Aim of the exercise
Scan the records below. Copy every line in which the word "black" appears.

··· The input

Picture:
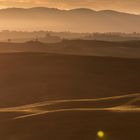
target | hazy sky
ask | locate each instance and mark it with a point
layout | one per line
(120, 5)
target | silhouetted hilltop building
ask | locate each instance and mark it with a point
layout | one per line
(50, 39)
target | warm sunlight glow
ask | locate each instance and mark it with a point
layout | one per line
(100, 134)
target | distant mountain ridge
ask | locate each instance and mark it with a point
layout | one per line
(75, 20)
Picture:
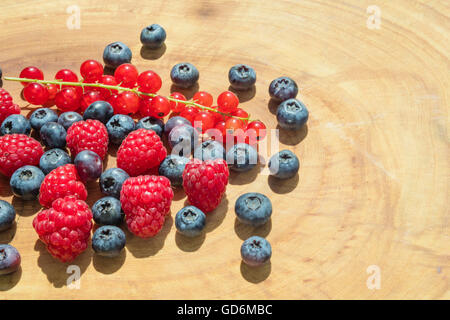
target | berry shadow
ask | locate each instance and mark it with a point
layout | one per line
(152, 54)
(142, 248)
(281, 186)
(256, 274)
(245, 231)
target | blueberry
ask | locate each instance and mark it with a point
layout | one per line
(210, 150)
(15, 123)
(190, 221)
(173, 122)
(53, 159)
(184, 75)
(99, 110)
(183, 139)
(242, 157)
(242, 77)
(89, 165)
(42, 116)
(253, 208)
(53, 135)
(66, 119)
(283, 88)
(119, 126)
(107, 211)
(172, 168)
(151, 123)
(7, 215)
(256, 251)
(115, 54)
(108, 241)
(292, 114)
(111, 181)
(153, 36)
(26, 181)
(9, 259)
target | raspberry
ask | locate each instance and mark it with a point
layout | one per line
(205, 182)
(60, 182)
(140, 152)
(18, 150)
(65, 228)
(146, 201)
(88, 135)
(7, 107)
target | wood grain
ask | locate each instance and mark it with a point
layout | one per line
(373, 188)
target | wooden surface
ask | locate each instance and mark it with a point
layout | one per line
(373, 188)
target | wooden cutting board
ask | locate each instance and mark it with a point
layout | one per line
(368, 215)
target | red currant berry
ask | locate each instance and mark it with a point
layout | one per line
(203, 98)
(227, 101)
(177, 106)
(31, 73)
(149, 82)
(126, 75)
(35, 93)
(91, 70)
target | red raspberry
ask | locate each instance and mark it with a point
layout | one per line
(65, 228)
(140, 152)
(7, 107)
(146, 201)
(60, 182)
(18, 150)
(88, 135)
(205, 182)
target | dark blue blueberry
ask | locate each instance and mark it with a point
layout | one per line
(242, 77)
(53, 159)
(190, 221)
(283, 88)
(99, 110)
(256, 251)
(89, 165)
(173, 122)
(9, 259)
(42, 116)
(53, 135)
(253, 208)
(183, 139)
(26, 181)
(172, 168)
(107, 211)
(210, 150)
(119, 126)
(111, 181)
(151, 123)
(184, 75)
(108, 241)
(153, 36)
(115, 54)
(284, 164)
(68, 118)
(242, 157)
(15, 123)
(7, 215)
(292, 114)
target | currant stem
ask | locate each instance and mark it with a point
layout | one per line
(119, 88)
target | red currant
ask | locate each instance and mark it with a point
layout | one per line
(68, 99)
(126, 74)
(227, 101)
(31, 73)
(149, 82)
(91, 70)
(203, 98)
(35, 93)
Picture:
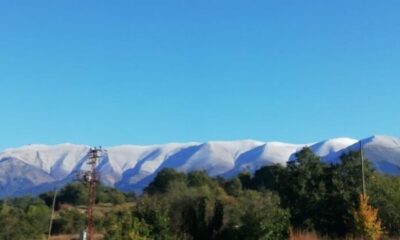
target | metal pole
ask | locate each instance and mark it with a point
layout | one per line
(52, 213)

······
··· The input

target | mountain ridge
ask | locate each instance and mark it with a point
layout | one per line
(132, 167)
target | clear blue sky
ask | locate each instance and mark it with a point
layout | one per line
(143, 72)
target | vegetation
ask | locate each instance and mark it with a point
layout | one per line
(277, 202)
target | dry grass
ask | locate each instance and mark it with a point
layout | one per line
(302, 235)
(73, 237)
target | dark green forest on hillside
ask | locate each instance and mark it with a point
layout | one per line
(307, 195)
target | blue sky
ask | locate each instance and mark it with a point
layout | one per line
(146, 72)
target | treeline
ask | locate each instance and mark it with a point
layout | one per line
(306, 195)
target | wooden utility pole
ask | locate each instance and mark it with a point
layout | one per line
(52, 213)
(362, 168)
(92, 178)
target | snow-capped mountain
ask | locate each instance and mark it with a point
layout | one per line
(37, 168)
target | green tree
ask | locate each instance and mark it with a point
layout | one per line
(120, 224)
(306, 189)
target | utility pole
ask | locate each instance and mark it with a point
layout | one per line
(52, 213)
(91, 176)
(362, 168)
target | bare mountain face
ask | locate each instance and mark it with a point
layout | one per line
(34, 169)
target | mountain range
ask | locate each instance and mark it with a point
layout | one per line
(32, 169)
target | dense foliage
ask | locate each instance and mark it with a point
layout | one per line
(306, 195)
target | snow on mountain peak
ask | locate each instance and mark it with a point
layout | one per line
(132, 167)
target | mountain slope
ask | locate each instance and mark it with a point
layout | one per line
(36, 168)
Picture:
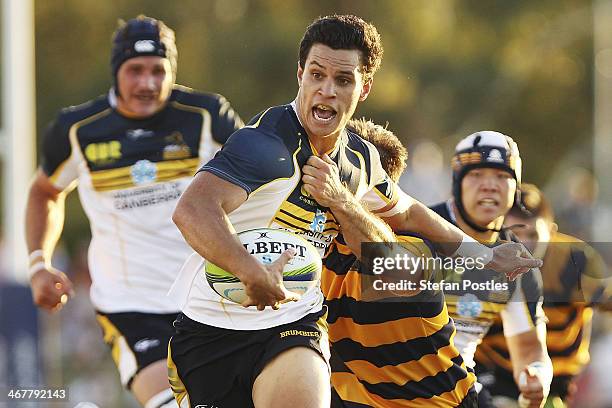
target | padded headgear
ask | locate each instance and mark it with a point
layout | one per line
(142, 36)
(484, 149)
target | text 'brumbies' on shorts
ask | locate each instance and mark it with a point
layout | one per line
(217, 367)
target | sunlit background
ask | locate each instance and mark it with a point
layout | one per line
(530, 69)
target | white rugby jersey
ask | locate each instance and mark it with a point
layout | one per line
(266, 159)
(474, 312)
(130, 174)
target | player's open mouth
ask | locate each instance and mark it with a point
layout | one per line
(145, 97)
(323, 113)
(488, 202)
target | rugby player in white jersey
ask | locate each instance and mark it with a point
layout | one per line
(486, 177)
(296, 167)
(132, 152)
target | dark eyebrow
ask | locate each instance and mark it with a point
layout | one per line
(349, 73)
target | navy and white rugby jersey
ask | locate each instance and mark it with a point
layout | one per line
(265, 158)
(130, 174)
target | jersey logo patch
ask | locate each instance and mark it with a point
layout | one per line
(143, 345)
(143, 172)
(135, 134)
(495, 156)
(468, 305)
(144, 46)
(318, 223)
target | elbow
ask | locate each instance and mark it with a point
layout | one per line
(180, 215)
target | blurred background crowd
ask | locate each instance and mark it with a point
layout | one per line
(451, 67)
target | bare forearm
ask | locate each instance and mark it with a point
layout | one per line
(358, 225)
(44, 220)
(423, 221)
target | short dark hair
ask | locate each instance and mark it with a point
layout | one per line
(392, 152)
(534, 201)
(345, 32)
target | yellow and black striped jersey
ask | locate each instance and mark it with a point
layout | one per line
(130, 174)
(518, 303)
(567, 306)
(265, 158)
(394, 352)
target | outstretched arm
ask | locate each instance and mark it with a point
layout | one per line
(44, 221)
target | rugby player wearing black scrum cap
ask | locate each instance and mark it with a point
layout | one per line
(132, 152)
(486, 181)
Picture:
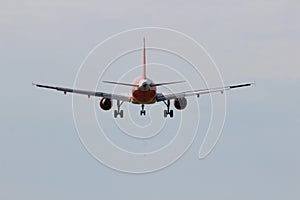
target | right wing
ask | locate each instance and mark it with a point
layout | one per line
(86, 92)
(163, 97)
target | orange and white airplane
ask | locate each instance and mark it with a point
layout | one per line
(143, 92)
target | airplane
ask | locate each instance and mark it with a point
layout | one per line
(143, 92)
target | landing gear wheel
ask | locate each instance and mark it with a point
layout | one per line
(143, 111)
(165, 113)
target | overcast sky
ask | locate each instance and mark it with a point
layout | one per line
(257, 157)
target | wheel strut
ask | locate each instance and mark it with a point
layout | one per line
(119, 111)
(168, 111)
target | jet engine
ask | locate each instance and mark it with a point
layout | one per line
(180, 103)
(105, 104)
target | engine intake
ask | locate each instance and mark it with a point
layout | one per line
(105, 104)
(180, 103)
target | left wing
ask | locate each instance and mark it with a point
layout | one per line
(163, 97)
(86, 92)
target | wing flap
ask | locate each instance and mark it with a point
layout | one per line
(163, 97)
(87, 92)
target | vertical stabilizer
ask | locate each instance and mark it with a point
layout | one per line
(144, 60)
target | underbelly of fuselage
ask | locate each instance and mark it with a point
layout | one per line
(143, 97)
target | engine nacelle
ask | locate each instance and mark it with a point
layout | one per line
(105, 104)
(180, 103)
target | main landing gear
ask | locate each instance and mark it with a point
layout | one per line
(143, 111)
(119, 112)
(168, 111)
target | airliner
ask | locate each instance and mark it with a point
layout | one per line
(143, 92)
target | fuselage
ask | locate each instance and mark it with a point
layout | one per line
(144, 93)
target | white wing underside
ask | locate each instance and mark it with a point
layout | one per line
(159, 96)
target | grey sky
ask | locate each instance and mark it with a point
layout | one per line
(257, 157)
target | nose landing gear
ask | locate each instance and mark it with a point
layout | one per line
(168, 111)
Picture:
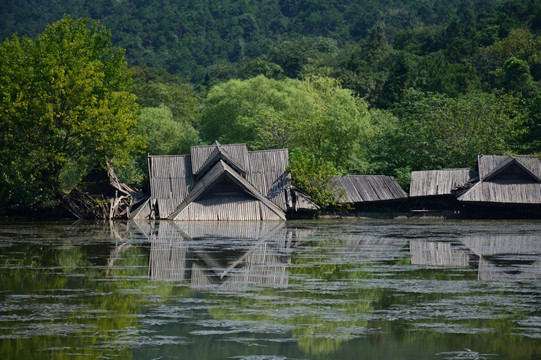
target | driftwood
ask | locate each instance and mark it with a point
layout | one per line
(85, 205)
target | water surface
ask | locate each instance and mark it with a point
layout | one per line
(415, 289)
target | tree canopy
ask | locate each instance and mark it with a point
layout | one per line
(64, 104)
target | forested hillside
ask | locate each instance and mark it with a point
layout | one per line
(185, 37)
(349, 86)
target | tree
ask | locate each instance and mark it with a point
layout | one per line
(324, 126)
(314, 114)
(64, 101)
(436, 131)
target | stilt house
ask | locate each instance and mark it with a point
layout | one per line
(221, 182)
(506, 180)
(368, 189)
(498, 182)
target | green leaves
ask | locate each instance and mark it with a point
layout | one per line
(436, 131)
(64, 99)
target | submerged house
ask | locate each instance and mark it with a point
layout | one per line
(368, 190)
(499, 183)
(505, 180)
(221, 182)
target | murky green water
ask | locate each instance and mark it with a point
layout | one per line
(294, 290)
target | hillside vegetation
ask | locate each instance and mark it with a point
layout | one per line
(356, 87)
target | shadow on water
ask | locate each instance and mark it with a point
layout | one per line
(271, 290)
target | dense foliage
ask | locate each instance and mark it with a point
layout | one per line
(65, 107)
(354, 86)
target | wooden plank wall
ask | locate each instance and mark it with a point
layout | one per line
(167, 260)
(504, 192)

······
··· The input

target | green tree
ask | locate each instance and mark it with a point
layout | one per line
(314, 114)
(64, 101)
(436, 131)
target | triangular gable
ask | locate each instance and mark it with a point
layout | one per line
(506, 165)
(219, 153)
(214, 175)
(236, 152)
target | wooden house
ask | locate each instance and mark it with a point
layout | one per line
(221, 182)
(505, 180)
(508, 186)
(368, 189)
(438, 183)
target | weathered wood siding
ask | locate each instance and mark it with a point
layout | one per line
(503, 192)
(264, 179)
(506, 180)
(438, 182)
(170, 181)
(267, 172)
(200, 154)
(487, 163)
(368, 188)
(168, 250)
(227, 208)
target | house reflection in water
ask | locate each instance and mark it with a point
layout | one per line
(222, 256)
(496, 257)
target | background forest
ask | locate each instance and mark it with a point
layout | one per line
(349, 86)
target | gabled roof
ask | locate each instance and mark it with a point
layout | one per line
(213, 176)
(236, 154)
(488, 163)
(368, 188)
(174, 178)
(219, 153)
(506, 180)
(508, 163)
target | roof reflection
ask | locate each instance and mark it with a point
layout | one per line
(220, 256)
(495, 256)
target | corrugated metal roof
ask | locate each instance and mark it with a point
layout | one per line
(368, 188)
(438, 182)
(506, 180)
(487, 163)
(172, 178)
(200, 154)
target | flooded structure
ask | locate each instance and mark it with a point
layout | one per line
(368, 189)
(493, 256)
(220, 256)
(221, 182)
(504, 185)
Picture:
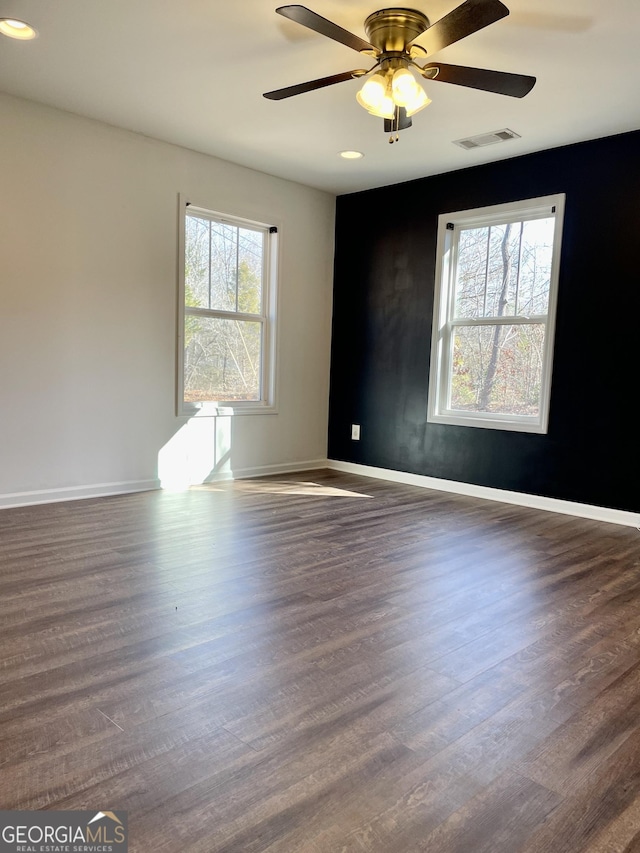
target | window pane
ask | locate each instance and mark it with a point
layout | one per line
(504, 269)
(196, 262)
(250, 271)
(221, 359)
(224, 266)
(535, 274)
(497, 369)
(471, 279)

······

Exercise response
target | yellow and black striped jersey
target | rugby player wearing black scrum cap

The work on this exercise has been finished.